====== Document excerpt

I tried to post this last night, but the NG wasn't having any of 
it.

I found myself writing a bug that looked like this

    match(ts, TokenType.Is);
    match(ts, TokenType.OpenParen);
    isExp.type == parseType(ts);

The bug being of course, that a type is parsed and ts is modified,
so the expression has side effects so it's not flagged as a 
useless
expression. But the comparison still has no effect, so should 
this be
flagged by DMD?

-Bernard.
September 25, 2012
Re: Should this be flagged as a warning?
Bernard Helyer:

>     match(ts, TokenType.Is);
>     match(ts, TokenType.OpenParen);
>     isExp.type == parseType(ts);
>
> The bug being of course, that a type is parsed and ts is 
> modified, so the expression has side effects so it's not
> flagged as a useless expression. But the comparison still
> has no effect, so should this be flagged by DMD?

The top level operation is the ==, that is a pure expression, so 
maybe dmd should warn on this.

Bye,
bearophile
September 25, 2012
Re: Should this be flagged as a warning?
On Tuesday, 25 September 2012 at 19:29:26 UTC, Bernard Helyer 
wrote:
> I tried to post this last night, but the NG wasn't having any 
> of it.
>
> I found myself writing a bug that looked like this
>
>     match(ts, TokenType.Is);
>     match(ts, TokenType.OpenParen);
>     isExp.type == parseType(ts);
>
> The bug being of course, that a type is parsed and ts is 
> modified,
> so the expression has side effects so it's not flagged as a 
> useless
> expression.

Err, the bug is that I wrote '==' instead of '='. That's what
I get for posting first thing in the morning, I guess.
September 25, 2012
Re: Should this be flagged as a warning?
On Tuesday, 25 September 2012 at 21:15:24 UTC, bearophile wrote:
> The top level operation is the ==, that is a pure expression, 
> so maybe dmd should warn on this.

Yeah, I thought so but I'm not sure. Hence me asking.
September 26, 2012
Re: Should this be flagged as a warning?
On 25/09/12 21:30, Bernard Helyer wrote:
> I tried to post this last night, but the NG wasn't having any of it.
>
> I found myself writing a bug that looked like this
>
>      match(ts, TokenType.Is);
>      match(ts, TokenType.OpenParen);
>      isExp.type == parseType(ts);
>
> The bug being of course, that a type is parsed and ts is modified,
> so the expression has side effects so it's not flagged as a useless
> expression. But the comparison still has no effect, so should this be
> flagged by DMD?
>
> -Bernard.


The "must have an effect" rule only applies to statements, not 
expressions, so this is according to the spec. It's not a bug.

This is a bit like the more extreme case I recently posted about:

int x, y, z;
x == y, ++z;

doesn't generate an error message even though x == y has no 
side-effects, because comma is an expression, not a statement.

============
====== Task inputs

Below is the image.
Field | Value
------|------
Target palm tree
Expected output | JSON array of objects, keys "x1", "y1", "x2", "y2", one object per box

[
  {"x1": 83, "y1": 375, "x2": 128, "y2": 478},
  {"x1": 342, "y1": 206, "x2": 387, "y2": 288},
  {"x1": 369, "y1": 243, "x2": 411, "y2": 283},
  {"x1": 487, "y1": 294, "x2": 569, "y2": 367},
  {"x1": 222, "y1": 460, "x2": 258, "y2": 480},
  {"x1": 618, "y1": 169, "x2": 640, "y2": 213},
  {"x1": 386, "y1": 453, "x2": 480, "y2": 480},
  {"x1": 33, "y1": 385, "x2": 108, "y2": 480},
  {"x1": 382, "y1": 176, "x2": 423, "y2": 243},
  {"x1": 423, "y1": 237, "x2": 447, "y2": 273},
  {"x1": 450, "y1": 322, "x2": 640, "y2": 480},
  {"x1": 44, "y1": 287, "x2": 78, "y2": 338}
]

============

▶ _Objective A_
In the forum thread about flagging a useless comparison, how would you say "That's what I get for posting first thing in the morning, I guess." in Spanish?
▶ _Objective B_
How many lines of the records contain the string "keys", with case counting? Reply with the number alone.
The thread and the records were taken from unrelated sources.

▶ _Task solution A_
Supongo que eso me pasa por publicar a primera hora de la mañana.

▶ _Task solution B_
1